Wednesday, February 12, 2014

Conscription - World War I



On 15th November 1917, as World War I entered its fourth year, the Nationalist and Leinster Times mentioned rumours which were then in circulation regarding the possibility of conscription in Ireland.  Voluntary recruitment had failed to supply the numbers required to supplement the war weary troops in France and Flanders or even to replace the growing number who fell in battle. 

Conscription had been first imposed on the British mainland in January 1916.  Initially only single men were effected but by May of the said year the attrition on the Western Front required that married men would also be subjected to the Military Services Act.  Following the Easter Rebellion of 1916 and more particularly the execution of its leaders, public opinion turned in favour of the Nationalist cause and those who promoted it.  The British Military Authorities were later to claim that “no propaganda of any character has been carried on in Ireland since the Rebellion of 1916 and public opinion was sullen or silent in respect of the war aims of the Allies”.  It has not been possible to assess the level of recruiting in Ireland after the first year or so of the war as the authorities did not publish recruitment figures.  The Irish National Recruiting Committee which co-ordinated recruiting in Ireland after the autumn of 1915 operated from Maples Hotel in Kildare Street, Dublin.  Chairman of the Committee was Sergeant A.M. Sullivan, K.C. who acted as Counsel for Roger Casement in his treason trial in 1916.  The executive of the committee was headed up by Lieutenant A. Cox, R.G.A. while Lieutenant Colonel J. Reid Hyde was the representative of the Ministry of National Services on the Irish committee.  Rather unfortunately Maples Hotel was destroyed by fire on 18th February 1919 and the registration and recruiting records relating to Ireland were destroyed.

On 9th May 1918 Lloyd George introduced a Military Services Bill in the House of Commons which when passed would apply conscription to Ireland.  It became law on 18th April but its implementation was delayed in the face of an onslaught of opposition led by the Catholic Bishops of Ireland.  The Nationalist of 20th April reported “opposition to conscription is rife in Athy”.  On the following day, Sunday 21st April an anti conscription meeting was held in Emily Square, Athy at which Canon Mackey, Parish Priest of Athy was the principal speaker.  He addressed the large crowd and administered the following pledge to which those attending assented by raising their hands.  “Denying the right of the British Government to enforce compulsory service in this country we pledge ourselves solemnly to one another to resist conscription by the most effective means at our disposal”.  Included amongst the platform speakers were Martin Doyle, Chairman of the Urban District Council, Denis Kilbride, M.P., Peter P. Doyle, Urban District Council and Sinn Fein Club Member, and J.J. Bergin of the Ancient Order of Hibernians.  On the following Tuesday a national one day strike was called in protest against conscription and in Athy an anti conscription demonstration took place in the afternoon.  All shops and workshops were closed and train services to and from the town were stopped for the day.  Athy Pipers Club marched at the head of almost 400 women followed by the 500 strong newly formed South Kildare Labour’s Union, Sinn Fein Club members from Ballyroe, Churchtown, Kilcruise, Ballyadams and Ballintubbert supported by a number of bands including Athy Fife and Drum Band.  In all there were between 4,000 and 5,000 marching in the parade which ended in Emily Square with an address by Peter P. Doyle of the local Sinn Fein Club.  After the meeting all those who had not previously done so signed the pledge and so ended “the most remarkable demonstration witnessed in Athy during living memory”.

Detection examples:
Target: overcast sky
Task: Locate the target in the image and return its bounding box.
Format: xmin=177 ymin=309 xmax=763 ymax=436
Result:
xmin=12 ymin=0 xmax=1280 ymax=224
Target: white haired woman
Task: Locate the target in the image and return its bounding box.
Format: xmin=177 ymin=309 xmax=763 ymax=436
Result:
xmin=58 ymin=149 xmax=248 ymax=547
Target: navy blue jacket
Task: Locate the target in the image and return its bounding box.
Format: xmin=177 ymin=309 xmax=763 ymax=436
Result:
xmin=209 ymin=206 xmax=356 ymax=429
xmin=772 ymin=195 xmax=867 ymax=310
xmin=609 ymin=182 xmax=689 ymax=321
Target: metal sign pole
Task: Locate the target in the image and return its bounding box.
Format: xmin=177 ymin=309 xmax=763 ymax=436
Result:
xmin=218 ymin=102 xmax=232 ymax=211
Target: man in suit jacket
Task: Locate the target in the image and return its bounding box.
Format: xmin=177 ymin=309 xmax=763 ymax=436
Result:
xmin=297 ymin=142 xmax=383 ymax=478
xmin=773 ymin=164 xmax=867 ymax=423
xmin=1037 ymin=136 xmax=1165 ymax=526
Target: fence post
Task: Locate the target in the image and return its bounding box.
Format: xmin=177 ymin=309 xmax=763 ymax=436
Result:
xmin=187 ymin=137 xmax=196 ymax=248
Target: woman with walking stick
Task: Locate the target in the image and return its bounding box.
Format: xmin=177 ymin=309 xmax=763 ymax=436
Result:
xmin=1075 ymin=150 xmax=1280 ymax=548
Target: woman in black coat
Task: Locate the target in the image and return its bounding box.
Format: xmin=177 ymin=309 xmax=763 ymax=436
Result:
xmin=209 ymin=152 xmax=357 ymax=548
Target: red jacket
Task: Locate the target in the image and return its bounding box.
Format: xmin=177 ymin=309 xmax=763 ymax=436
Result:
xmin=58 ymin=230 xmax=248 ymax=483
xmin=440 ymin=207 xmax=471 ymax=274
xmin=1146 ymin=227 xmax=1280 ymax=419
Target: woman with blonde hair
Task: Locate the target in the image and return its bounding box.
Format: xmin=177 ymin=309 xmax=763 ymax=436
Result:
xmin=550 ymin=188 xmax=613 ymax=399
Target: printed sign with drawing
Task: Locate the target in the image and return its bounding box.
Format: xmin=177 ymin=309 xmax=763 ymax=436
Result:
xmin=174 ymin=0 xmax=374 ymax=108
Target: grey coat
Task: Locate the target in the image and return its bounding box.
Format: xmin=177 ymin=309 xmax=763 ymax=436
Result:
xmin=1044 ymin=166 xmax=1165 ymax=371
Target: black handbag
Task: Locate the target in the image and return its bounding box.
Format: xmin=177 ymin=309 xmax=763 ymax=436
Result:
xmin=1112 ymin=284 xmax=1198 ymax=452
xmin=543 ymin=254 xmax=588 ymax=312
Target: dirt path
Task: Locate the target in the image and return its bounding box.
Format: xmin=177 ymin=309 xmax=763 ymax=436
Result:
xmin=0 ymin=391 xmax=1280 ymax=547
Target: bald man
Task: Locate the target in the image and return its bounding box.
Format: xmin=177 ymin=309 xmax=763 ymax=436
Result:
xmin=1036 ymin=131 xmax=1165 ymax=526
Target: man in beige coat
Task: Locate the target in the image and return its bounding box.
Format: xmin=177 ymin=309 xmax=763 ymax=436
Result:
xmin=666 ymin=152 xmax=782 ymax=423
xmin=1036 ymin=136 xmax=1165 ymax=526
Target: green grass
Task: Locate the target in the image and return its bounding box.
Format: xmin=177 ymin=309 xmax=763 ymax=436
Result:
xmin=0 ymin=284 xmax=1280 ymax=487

What is being asked:
In the text on conscription in World War I, from which hotel did the Irish National Recruiting Committee operate?

Full response:
Maples Hotel in Kildare Street, Dublin